━━ GIVEN TEXT

Domain-general differences in high-level visual processing in children with dyslexia and young readers: impact of reading skill development on stimulus and categorical representations?
Poster Presentation: Sunday, May 18, 2025, 2:45 – 6:45 pm, Pavilion
Session: Development: Neural
Schedule of Events | Search Abstracts | Symposia | Talk Sessions | Poster Sessions
Florence Bouhali1,2, Ting Qi1,3, Maria Luisa Mandelli1, Cheng Wang1,4, Rian Bogley1, Jocelyn Caballero1, Rayburn Tang1, Ellie Carpenter1, Maria Cecilia Ferrer Ladao1, Christa Pereira Watson1, Kevin Weiner5, Maria Luisa Gorno Tempini1, Fumiko Hoeft6; 1University of California San Francisco, 2Aix-Marseille University, France, 3Beijing University of Posts and Telecommunications, China, 4Fujian Medical University, China, 5University of California Berkeley, 6University of Connecticut
Developmental dyslexia is a specific learning disorder characterized by challenges in fluent reading, despite conventional instruction and average to superior intelligence. Interestingly, many studies also report domain-general challenges in visual processing in individuals with vs. without dyslexia, with less fine-grained exemplar discriminations of visual stimuli (e.g., faces). Moreover, less neural adaptation to repeated stimuli, including images of words, faces and objects, has been reported in dyslexia. Several theories therefore propose that these characteristics present before literacy instruction may be causally implicated in the emergence of dyslexia. Yet, less adaptation to various visual categories has also been observed in illiterate adults, together with differences in the functional organization of category-selective regions in ventral occipito-temporal cortex (vOTC), thereby questioning the causality between reading proficiency and general visual processing. Here, we test the impact of typical and atypical reading development on visual processing in 39 children with dyslexia and 36 without, aged 7 to 17, using a standard repetition detection (one-back) localizer task in the fMRI. We find altered stimulus-level representations in children with dyslexia or young readers with low raw reading scores, with significantly lower hit rates across all categories (words, numbers, limbs, faces, objects and places), regardless of ADHD and other confounding variables, and neural differences in repetition effects. Visual processing differences were also found at the categorical level: dyslexic/young readers showed lower categorical distinctiveness (i.e., lower differences in multivoxel activation pattern similarity computed within a category than across categories) in the left and right vOTC for bodies, faces and words – suggesting noisier neural representations. Our results therefore confirm domain-general visual challenges in dyslexia, linking behavioral and neural effects. Together with results in illiterate adults, our work further suggests that these visual challenges in dyslexia may be secondary to reading difficulties, with implications for existing theories of dyslexia.

━━━━

*YOUR OBJECTIVE:*
Reproduce the passage of the dyslexia abstract that runs from "Domain-general differences in" up to and including "and categorical representations?".

━━ DATA PROVIDED

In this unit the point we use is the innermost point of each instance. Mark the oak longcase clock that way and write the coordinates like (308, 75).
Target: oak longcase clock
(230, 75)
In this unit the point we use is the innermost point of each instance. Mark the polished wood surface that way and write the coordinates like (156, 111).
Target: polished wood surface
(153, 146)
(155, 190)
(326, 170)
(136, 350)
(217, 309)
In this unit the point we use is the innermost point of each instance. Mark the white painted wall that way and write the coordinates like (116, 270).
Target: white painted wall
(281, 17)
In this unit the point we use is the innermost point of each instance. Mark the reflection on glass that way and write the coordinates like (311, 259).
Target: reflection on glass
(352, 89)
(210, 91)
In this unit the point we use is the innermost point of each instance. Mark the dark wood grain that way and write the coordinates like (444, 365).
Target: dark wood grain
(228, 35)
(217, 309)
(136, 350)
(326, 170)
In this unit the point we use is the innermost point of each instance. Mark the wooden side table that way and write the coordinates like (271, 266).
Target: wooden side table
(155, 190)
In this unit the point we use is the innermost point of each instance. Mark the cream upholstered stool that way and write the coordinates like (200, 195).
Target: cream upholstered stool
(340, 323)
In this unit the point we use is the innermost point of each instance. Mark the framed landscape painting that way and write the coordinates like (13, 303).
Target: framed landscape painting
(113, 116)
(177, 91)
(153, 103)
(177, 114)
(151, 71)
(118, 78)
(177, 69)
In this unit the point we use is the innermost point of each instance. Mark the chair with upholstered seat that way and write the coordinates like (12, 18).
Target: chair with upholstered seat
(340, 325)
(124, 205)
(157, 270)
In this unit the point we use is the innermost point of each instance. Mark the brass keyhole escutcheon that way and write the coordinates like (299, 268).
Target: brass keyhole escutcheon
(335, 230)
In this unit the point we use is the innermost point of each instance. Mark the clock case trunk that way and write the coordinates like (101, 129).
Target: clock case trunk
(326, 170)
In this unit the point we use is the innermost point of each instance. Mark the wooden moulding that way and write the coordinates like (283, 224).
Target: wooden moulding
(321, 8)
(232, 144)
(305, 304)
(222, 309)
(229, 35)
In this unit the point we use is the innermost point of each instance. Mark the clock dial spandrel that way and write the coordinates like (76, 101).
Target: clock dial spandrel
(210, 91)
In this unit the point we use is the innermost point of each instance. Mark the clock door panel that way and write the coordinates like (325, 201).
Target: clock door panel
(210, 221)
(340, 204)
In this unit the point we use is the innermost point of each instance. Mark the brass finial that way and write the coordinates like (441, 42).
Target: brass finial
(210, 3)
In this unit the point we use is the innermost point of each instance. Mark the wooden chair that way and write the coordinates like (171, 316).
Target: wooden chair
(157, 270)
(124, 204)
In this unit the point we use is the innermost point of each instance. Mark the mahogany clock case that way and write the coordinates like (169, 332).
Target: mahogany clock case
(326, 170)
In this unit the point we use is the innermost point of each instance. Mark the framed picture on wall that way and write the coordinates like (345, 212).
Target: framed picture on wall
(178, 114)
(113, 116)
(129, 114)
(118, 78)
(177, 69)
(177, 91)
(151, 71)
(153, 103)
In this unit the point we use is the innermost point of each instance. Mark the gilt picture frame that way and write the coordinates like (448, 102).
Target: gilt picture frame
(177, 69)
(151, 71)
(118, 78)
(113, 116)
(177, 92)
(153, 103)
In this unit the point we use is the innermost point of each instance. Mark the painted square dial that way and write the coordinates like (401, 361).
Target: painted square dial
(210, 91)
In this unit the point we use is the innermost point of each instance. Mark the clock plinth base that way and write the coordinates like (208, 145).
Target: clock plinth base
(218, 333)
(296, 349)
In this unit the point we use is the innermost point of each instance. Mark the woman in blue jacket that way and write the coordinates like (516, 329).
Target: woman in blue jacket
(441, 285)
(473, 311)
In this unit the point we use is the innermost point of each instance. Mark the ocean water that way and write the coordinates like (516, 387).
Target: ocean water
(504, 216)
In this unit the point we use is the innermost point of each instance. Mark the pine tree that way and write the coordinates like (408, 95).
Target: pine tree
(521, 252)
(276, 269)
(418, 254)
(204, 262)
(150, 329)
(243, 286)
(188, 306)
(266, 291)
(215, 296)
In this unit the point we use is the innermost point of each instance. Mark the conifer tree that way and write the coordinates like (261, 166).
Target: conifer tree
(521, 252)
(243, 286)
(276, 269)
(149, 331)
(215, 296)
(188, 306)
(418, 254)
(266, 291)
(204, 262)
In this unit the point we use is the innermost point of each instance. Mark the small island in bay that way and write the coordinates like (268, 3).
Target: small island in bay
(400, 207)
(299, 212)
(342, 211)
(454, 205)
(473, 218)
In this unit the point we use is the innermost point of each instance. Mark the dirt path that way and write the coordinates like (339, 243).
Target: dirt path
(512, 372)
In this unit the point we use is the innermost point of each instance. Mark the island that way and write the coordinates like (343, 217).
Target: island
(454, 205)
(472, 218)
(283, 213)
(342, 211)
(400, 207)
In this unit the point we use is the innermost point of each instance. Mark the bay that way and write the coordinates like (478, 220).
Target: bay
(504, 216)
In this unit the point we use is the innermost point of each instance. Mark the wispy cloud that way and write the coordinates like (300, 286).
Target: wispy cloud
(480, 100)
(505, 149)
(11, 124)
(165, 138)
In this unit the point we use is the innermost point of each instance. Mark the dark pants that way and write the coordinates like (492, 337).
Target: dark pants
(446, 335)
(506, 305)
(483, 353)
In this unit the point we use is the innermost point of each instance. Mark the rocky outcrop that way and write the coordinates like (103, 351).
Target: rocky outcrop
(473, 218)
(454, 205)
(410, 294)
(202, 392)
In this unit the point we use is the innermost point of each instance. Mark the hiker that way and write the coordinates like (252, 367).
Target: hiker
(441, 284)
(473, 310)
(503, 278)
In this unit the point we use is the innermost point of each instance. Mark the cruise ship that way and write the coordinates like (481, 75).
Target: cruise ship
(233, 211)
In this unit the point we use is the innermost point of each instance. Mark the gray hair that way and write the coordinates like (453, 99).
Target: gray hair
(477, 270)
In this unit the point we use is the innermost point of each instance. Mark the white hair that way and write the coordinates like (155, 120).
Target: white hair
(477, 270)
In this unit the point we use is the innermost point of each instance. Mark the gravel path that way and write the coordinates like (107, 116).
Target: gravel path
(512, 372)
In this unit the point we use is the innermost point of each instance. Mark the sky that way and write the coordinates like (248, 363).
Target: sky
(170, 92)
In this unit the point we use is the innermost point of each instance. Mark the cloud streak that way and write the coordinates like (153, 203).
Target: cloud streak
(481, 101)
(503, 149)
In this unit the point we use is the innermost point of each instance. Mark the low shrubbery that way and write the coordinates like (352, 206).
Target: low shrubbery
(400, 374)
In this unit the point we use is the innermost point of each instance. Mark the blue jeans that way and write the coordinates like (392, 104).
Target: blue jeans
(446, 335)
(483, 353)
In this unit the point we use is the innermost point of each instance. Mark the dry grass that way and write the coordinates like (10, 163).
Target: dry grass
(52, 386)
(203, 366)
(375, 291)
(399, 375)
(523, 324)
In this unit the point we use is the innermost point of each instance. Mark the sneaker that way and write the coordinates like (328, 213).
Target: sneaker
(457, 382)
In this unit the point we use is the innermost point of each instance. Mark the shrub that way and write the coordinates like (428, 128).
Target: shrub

━━━━

*SOLUTION:*
Domain-general differences in high-level visual processing in children with dyslexia and young readers: impact of reading skill development on stimulus and categorical representations?